* PASSAGE FOR REVIEW *
┌────────

Christmas Past: Traditions Remembered

My latest Christmas clipping is from an 1851 edition of Chambers’ Edinburgh Journal. After quoting a song by George Wither celebrating hospitality and a description from 1770 of a Christmas pie (that included four geese, two turkeys, four partridges, seven blackbirds and more), the article comments on the changing face of Christmastime. I was particularly intrigued by the (uncited) account of folklore relating to animals kneeling on Christmas Eve reaching the indigenous population of Canada.

└────────

* RAW DATA *
┌────────

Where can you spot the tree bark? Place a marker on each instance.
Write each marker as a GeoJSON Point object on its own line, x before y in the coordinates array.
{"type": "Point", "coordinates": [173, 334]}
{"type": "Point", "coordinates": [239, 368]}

└────────

* WHAT TO PRODUCE *
Retype the whole piece on remembered Christmas traditions, word for word, from its title to its last sentence.

* THE ANSWER *
Christmas Past: Traditions Remembered

My latest Christmas clipping is from an 1851 edition of Chambers’ Edinburgh Journal. After quoting a song by George Wither celebrating hospitality and a description from 1770 of a Christmas pie (that included four geese, two turkeys, four partridges, seven blackbirds and more), the article comments on the changing face of Christmastime. I was particularly intrigued by the (uncited) account of folklore relating to animals kneeling on Christmas Eve reaching the indigenous population of Canada.